* **TASK DETAILS**:
Copy every record exactly, leaving the pictures out.

* **RECORDED INFORMATION**:
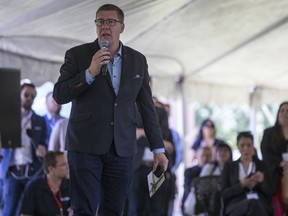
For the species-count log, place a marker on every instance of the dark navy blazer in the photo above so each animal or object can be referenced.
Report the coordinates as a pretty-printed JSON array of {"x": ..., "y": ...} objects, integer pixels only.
[{"x": 97, "y": 115}]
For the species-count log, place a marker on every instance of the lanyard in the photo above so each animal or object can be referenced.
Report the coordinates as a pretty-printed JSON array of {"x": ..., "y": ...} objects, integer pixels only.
[{"x": 57, "y": 198}]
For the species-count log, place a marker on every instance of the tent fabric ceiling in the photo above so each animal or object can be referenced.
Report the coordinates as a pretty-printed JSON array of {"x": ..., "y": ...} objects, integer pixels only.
[{"x": 221, "y": 50}]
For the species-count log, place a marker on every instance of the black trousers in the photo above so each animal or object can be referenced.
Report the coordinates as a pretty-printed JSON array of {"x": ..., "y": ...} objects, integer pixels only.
[{"x": 99, "y": 183}]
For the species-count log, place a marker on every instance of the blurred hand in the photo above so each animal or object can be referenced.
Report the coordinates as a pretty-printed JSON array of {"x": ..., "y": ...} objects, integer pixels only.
[
  {"x": 160, "y": 159},
  {"x": 168, "y": 147},
  {"x": 40, "y": 151},
  {"x": 284, "y": 165}
]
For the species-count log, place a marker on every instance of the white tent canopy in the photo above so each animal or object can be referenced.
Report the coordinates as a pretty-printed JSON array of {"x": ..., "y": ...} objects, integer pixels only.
[{"x": 219, "y": 50}]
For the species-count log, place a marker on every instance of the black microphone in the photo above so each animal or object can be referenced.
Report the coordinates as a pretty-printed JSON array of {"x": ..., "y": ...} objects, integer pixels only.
[{"x": 104, "y": 44}]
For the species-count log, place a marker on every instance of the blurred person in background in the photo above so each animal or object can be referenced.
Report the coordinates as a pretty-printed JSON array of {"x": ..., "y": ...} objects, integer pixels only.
[
  {"x": 246, "y": 183},
  {"x": 203, "y": 156},
  {"x": 58, "y": 136},
  {"x": 273, "y": 145},
  {"x": 206, "y": 137},
  {"x": 52, "y": 115},
  {"x": 49, "y": 194},
  {"x": 22, "y": 164}
]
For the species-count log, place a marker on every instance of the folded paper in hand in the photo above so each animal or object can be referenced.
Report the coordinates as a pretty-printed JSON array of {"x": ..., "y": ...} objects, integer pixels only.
[{"x": 154, "y": 182}]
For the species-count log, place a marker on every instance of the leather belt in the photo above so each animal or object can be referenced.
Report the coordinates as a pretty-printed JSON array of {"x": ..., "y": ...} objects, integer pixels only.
[
  {"x": 18, "y": 167},
  {"x": 147, "y": 163}
]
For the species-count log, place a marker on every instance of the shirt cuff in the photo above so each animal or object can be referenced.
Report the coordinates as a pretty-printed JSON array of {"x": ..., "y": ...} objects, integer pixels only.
[
  {"x": 89, "y": 78},
  {"x": 160, "y": 150}
]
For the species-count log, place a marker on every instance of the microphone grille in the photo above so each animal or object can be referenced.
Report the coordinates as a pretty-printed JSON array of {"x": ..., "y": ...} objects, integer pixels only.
[{"x": 103, "y": 43}]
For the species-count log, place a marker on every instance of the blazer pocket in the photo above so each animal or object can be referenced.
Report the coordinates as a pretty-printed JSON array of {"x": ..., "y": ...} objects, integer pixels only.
[{"x": 81, "y": 117}]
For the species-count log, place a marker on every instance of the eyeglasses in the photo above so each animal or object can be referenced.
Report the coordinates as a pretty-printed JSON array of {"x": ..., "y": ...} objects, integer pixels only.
[
  {"x": 26, "y": 95},
  {"x": 109, "y": 22}
]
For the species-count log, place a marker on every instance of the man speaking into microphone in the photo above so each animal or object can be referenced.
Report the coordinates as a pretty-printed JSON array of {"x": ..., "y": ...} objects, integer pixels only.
[{"x": 101, "y": 134}]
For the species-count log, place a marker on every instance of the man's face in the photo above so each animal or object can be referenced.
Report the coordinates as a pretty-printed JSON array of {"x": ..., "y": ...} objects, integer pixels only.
[
  {"x": 108, "y": 32},
  {"x": 27, "y": 97},
  {"x": 61, "y": 169}
]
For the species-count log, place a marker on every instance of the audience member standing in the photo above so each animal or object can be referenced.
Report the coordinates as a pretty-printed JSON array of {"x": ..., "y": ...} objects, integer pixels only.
[
  {"x": 49, "y": 195},
  {"x": 101, "y": 133},
  {"x": 246, "y": 182},
  {"x": 24, "y": 163},
  {"x": 52, "y": 115},
  {"x": 274, "y": 143}
]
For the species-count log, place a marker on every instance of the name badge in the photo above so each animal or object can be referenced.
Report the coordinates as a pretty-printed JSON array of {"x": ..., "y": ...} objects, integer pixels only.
[{"x": 252, "y": 195}]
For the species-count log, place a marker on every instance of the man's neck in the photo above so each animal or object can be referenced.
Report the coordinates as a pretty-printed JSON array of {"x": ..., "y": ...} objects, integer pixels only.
[{"x": 54, "y": 182}]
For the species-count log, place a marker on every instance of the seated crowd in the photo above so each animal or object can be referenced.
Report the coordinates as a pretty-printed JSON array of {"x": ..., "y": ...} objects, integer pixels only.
[{"x": 36, "y": 181}]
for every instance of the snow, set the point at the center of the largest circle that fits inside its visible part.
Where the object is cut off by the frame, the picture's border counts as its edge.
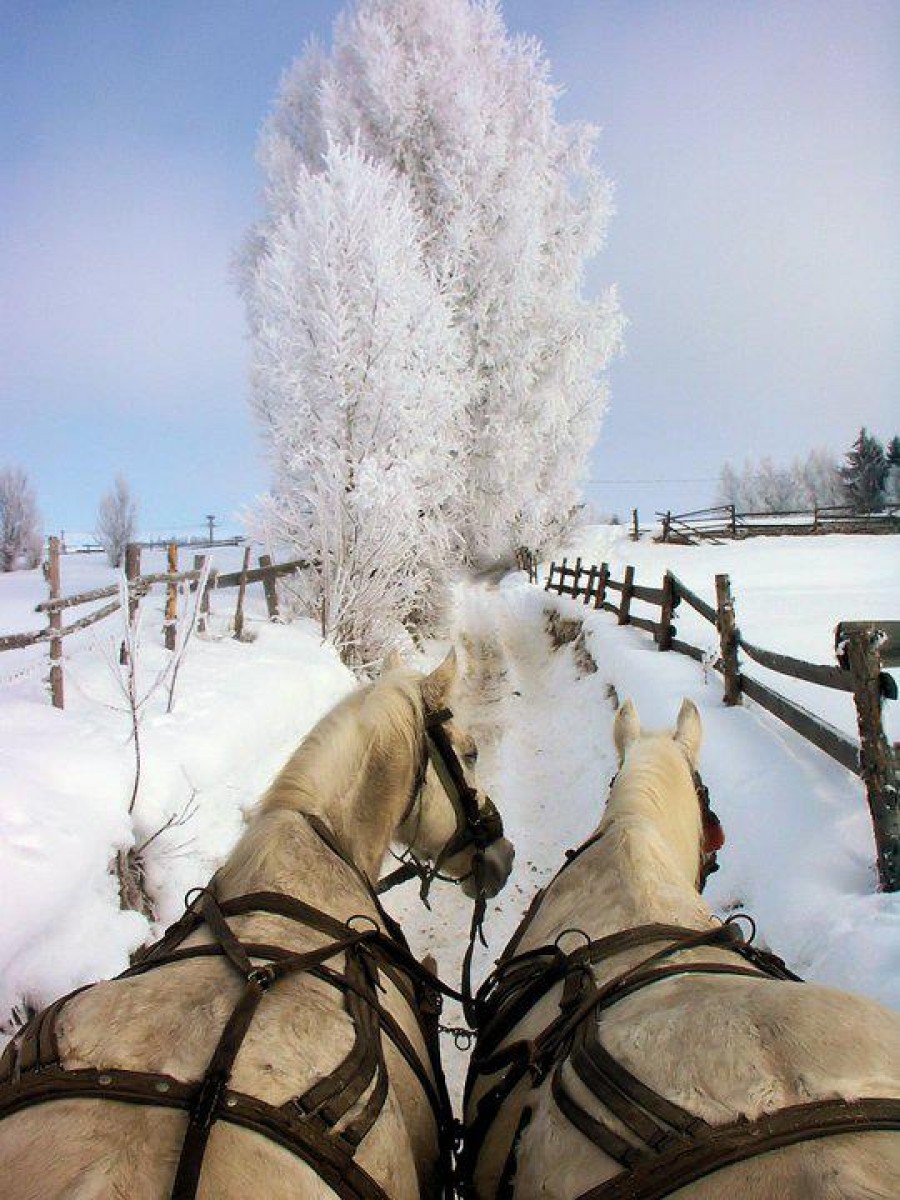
(798, 853)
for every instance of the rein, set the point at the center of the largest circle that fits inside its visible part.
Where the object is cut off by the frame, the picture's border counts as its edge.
(474, 828)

* **TASK RESULT**:
For the species-count log, place a marker on every instance of the dark navy blazer in the photo above so each animal or object can be referenced.
Report the coordinates as a pretty-printed JSON array of {"x": ..., "y": ...} objects, integer pixels only.
[{"x": 97, "y": 115}]
For the species-count log, place a marker on every instance of the lanyard in the photo above so each animal or object can be referenced.
Report the coordinates as a pretty-printed JSON array of {"x": ..., "y": ...} objects, integer pixels only.
[{"x": 57, "y": 198}]
For the species-count log, place a marker on every instance of the tent fabric ceiling in the photo above so each animal or object can be referenced.
Report the coordinates as a pretty-printed JSON array of {"x": ..., "y": ...} objects, integer pixels only.
[{"x": 221, "y": 50}]
For the species-count log, place a marker on every instance of the black trousers in the photo above so each animal or object can be referenced.
Report the coordinates as a pretty-printed JSON array of {"x": ..., "y": ...} objects, integer pixels only.
[{"x": 99, "y": 183}]
For the species-count log, place a marker on every instance of the blurred hand in the photo above so each animal or object can be referenced.
Report the coordinates as a pretty-printed JSON array of {"x": ..., "y": ...} objects, integer pixels only.
[
  {"x": 160, "y": 159},
  {"x": 168, "y": 147},
  {"x": 40, "y": 151},
  {"x": 284, "y": 165}
]
For the species-count log, place a marker on every instance of the white tent canopy in the photo above so each animal or object can be referenced.
Report the coordinates as a pretty-printed JSON array of {"x": ..., "y": ...} objects, integer pixels only.
[{"x": 219, "y": 50}]
For the species-count log, place a marker on every instance of the black microphone in the photo above so each animal or object can be referenced.
Report the coordinates as a pretty-printed JSON array of {"x": ..., "y": ...} objects, integer pixels only.
[{"x": 104, "y": 44}]
For the species-count log, place a marker on every instance of the blurred person in background in the photo above so each animal or object can be referenced.
Report the coordinates as a pretty-printed JSON array of {"x": ..., "y": ...} objects, integer pixels only.
[
  {"x": 246, "y": 183},
  {"x": 203, "y": 156},
  {"x": 58, "y": 136},
  {"x": 273, "y": 145},
  {"x": 206, "y": 137},
  {"x": 52, "y": 115},
  {"x": 49, "y": 194},
  {"x": 22, "y": 164}
]
For the species-count log, place a marker on every instance of the folded paper in hand in the photo above so each animal or object can be referenced.
Report the coordinates as a pretty-printed JSON array of {"x": ..., "y": ...} objects, integer pixels only.
[{"x": 154, "y": 182}]
For the species-count log, place a marker on every instance of the leather belt in the photo above so each animal or object can be referenced.
Report the coordinates as a pretty-printed JSON array of {"x": ..., "y": ...} objects, integer pixels only.
[
  {"x": 18, "y": 167},
  {"x": 147, "y": 163}
]
For the species-count log, place a marker on every instance of the shirt cuff in the photo above so each animal or object can be referenced.
Report the coordinates as a pretty-printed JSON array of {"x": ..., "y": ...} objects, integer pixels only.
[
  {"x": 89, "y": 78},
  {"x": 160, "y": 150}
]
For the species-count log, place a marker on every instance of the microphone grille in the photo above so each animal or object can be referenced.
Report the coordinates as a pretty-printed JSON array of {"x": ..., "y": ...} objects, integer pixels only.
[{"x": 103, "y": 43}]
For the species-count log, place a marker on every instance of the blazer pocket in the photo above so each animal or object can be referenced.
Report the coordinates as a pretty-printed JSON array of {"x": ..., "y": ...} objects, integer pixels only.
[{"x": 81, "y": 117}]
For the species-count log, place a marker on every instance of the eyeglasses in the photo above so each animal or object can be referenced.
Report the coordinates as a pretty-printed JSON array of {"x": ..., "y": ...} objects, integer pixels only.
[
  {"x": 26, "y": 95},
  {"x": 109, "y": 22}
]
For the species-count log, place a marker on every instance of the man speaking into microphone in the photo above so each animal or object can be referenced.
Report the coordinates as a pretty-printed JSON array of {"x": ..., "y": ...} objects, integer pixels only.
[{"x": 101, "y": 134}]
For the species-count log, place a marker on every instance of the man's face in the photo above so each animal or object can be referenced.
Report the coordinates as a pretty-printed JSON array of {"x": ..., "y": ...} objects, integer pixels only.
[
  {"x": 108, "y": 32},
  {"x": 27, "y": 97},
  {"x": 61, "y": 169}
]
For the species-count log, place a marker on every instance of the audience member standing in the photo above so each animal or object can be referenced.
Report the coordinates as a pretty-printed JSON array of {"x": ..., "y": ...} objects, integer pixels only.
[
  {"x": 49, "y": 195},
  {"x": 101, "y": 133},
  {"x": 246, "y": 182},
  {"x": 24, "y": 163},
  {"x": 52, "y": 115},
  {"x": 274, "y": 143}
]
For the species-count log, place a marker on every instance of the name badge in the photo above so each animal or object can be referenced.
Report the coordinates as a pretty-printed JSON array of {"x": ..., "y": ...} objects, integer pixels only.
[{"x": 252, "y": 195}]
For the species-count log, place a marker on every instance of the man's neck in the photo above so each animal or object can be referenced.
Report the coordinates as a pretty-printed JSON array of {"x": ..., "y": ...} objects, integer pixels only.
[{"x": 54, "y": 182}]
For the species-count log, place a marker on every instance of the seated crowd in the photo above so each animal or object can be referenced.
Report the coordinates as a pretty-printed JSON array of {"x": ..., "y": ...} objects, integer pixels only.
[{"x": 36, "y": 181}]
for every instance of the snow, set the point at the center of the largest circle that fits inside its visible part.
Where the object is cut off by the frame, the picture's border counts as its edge.
(798, 853)
for every instance of the rein, set the point at the center of the largest circle that fits inside its visible part.
Where the object is cut off by the frame, the picture's border counts as its edge.
(474, 828)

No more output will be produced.